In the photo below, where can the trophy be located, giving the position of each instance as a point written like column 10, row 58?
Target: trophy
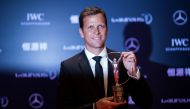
column 118, row 94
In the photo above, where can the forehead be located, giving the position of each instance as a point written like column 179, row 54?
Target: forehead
column 98, row 18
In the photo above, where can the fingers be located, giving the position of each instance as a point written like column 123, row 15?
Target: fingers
column 129, row 55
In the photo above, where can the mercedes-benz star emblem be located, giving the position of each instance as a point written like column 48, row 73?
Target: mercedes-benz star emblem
column 36, row 101
column 180, row 17
column 132, row 44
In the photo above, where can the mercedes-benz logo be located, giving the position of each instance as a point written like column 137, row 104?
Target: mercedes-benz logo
column 132, row 44
column 36, row 101
column 180, row 17
column 4, row 101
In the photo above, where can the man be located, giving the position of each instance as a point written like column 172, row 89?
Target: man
column 78, row 87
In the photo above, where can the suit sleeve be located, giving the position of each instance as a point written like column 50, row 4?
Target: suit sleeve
column 139, row 89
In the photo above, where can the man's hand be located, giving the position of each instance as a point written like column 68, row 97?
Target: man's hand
column 107, row 103
column 130, row 63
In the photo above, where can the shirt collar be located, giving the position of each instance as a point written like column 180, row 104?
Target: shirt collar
column 91, row 55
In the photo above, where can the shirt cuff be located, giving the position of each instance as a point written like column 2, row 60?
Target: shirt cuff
column 137, row 76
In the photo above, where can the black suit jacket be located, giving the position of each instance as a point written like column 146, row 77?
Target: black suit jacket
column 76, row 86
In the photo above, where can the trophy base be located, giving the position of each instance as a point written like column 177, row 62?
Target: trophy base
column 118, row 94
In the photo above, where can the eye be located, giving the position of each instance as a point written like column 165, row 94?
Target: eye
column 101, row 26
column 90, row 27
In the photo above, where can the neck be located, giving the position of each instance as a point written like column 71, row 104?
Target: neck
column 95, row 51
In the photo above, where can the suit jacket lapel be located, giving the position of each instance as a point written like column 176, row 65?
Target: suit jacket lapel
column 85, row 66
column 111, row 80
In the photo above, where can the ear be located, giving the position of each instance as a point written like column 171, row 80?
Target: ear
column 81, row 32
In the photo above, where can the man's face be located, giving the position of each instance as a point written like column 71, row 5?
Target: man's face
column 94, row 31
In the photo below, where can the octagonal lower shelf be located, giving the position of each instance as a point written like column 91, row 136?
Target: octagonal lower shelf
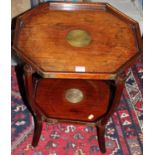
column 52, row 100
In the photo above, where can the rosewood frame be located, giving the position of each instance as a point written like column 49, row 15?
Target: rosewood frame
column 116, row 91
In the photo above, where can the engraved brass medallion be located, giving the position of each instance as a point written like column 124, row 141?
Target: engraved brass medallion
column 78, row 38
column 74, row 95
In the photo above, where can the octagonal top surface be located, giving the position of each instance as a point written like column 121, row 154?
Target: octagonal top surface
column 59, row 38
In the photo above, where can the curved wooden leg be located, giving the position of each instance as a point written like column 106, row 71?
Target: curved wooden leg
column 116, row 91
column 37, row 131
column 101, row 138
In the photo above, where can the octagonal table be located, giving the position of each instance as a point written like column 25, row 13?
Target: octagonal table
column 75, row 55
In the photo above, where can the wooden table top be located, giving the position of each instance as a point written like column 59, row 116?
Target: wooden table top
column 77, row 40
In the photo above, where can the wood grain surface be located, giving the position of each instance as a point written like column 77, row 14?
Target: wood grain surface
column 41, row 38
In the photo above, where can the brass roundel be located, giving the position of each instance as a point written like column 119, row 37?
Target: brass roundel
column 74, row 95
column 78, row 38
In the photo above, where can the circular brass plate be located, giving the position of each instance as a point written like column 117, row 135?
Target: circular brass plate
column 78, row 38
column 74, row 95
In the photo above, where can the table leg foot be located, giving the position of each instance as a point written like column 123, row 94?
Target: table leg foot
column 101, row 138
column 37, row 132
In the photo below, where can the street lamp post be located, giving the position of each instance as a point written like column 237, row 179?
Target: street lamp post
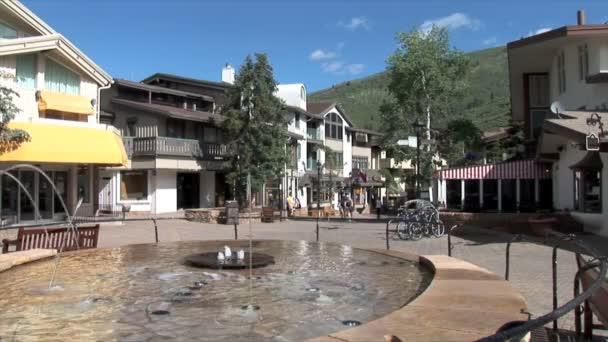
column 418, row 126
column 318, row 196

## SET TASK
Rewrite all of the records above with "instance" changed to "occurrence" throughout and every other word left as it stands. Leave the pictures out.

## RESPONSE TO THIS TASK
In the photo below, where can the trophy be located, giving the position of each occurrence as a point written like column 10, row 58?
Target: trophy
column 118, row 94
In the photo above, where can the forehead be located, giving the position of each occurrence as a point written like column 179, row 54?
Target: forehead
column 98, row 18
In the photo above, where can the fingers be located, giving the position of each occurrence as a point written like column 123, row 15?
Target: fingers
column 129, row 55
In the photo above, where can the mercedes-benz star emblem be located, giving the position of each occurrence as a point written like column 48, row 73?
Target: mercedes-benz star emblem
column 36, row 101
column 180, row 17
column 132, row 44
In the photo above, where can the mercedes-benz logo be located, giving the position of each occurrence as a point written like column 137, row 104?
Target: mercedes-benz logo
column 132, row 44
column 36, row 101
column 180, row 17
column 4, row 101
In the photo above, where can the man be located, giving the position of each occurrence as a point written like column 172, row 89?
Target: man
column 78, row 87
In the photo above, where can the suit sleeve be located, giving the position of each occurrence as a point written like column 50, row 4?
Target: suit sleeve
column 139, row 89
In the photo above, where can the man's hand be located, giving the position of each occurrence as a point written like column 68, row 97?
Target: man's hand
column 107, row 103
column 130, row 63
In the photo above, where can the shirt collar be located, giving the position of each occurrence as a point written like column 180, row 104?
Target: shirt collar
column 91, row 55
In the photo above, where can the shirt cuff be located, giving the position of each occurrence as a point written like column 2, row 60?
Target: shirt cuff
column 137, row 76
In the photo above, where can the black suit jacket be located, giving the position of each occurrence as a point written like column 146, row 77?
Target: black suit jacket
column 76, row 86
In the photo above, where can the trophy base be located, giving the position of each occurrence as a point written like column 177, row 62?
Target: trophy base
column 118, row 94
In the photo above, where can the eye be located, giving the position of each occurrence as a point written like column 165, row 94?
Target: eye
column 101, row 26
column 90, row 27
In the photo above, where can the neck be located, giving the position of each occurrence as a point written like column 71, row 104?
Target: neck
column 95, row 51
In the photo above, where can the suit jacket lapel be located, giving the position of each occurrence as a point written like column 176, row 65?
Target: suit jacket lapel
column 85, row 66
column 111, row 80
In the photo above, where can the ear be located, giving the position of each occurrence as a point written like column 171, row 80?
Target: ear
column 81, row 32
In the photo above, where can the man's face be located, giving the position of each occurrence as a point written like column 71, row 5?
Target: man's face
column 94, row 31
In the photo below, where can the octagonal lower shelf be located, giving the position of each occurrence as a point written like column 91, row 136?
Target: octagonal lower shelf
column 52, row 100
In the photo above, where can the rosewood frame be located, giving the position of each occurrence as a point written like column 49, row 15?
Target: rosewood frame
column 116, row 91
In the photo above, where can the engraved brass medallion be located, giving the position of each occurrence as a point written like column 124, row 141?
Target: engraved brass medallion
column 78, row 38
column 74, row 95
In the photo above, where can the octagonal top surface be located, giving the position of each occurrence as a point written like column 121, row 154?
Target: octagonal top surface
column 59, row 38
In the photo above, where can the curved wooden leg be located, giving the position of each occurrence as a point written like column 106, row 71?
Target: curved wooden leg
column 116, row 91
column 37, row 131
column 101, row 138
In the photo above, where can the octagonal table be located, giving the position of each occurrence as a point written like column 25, row 13?
Target: octagonal table
column 75, row 55
In the photo above, where can the wooden table top be located, giving the position of each occurrence as a point written like column 59, row 116?
Target: wooden table top
column 77, row 40
In the photo above, where can the wood grain surface be located, giving the position of each occurrence as a point written like column 77, row 14?
Target: wood grain surface
column 41, row 38
In the photo above, where can the brass roundel be located, giving the position of each occurrence as a point written like column 119, row 37?
Target: brass roundel
column 74, row 95
column 78, row 38
In the photo above, where can the circular brass plate be located, giving the position of each occurrence as a point written like column 117, row 135?
Target: circular brass plate
column 78, row 38
column 74, row 95
In the photo above, where can the table leg foot be located, giving the position of each occurrence as a point written like column 123, row 94?
Target: table leg foot
column 101, row 138
column 37, row 132
In the photo below, where can the street lamp post be located, giving the position of each occurrence as a point written like column 237, row 179?
Target: street lamp post
column 418, row 126
column 318, row 196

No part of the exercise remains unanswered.